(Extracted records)
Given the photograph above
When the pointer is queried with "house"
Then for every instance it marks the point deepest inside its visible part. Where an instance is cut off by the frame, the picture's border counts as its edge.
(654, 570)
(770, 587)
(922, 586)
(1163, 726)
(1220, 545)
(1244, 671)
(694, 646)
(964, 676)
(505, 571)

==

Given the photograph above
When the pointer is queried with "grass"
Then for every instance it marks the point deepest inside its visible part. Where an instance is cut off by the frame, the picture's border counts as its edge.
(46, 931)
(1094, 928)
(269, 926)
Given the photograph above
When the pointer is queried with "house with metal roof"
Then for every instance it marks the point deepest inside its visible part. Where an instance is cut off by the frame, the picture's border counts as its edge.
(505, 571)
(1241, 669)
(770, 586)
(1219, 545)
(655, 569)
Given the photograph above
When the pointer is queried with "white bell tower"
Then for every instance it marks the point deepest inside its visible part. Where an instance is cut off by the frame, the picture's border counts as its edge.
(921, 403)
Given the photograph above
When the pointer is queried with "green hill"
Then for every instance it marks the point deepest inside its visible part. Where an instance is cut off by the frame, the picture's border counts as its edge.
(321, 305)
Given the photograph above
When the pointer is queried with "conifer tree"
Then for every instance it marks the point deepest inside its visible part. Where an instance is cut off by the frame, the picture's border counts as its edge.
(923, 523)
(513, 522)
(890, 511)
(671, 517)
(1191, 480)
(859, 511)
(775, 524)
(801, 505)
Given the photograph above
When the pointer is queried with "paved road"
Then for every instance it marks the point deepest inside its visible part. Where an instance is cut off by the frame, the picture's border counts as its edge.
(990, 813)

WHAT NEEDS TO BE DONE » Identify each line of the records above that contains the string "house" and copy those lines.

WRITTEN SOLUTION »
When the pointer is queried with "house"
When the pointer is queried with "house with metal roof"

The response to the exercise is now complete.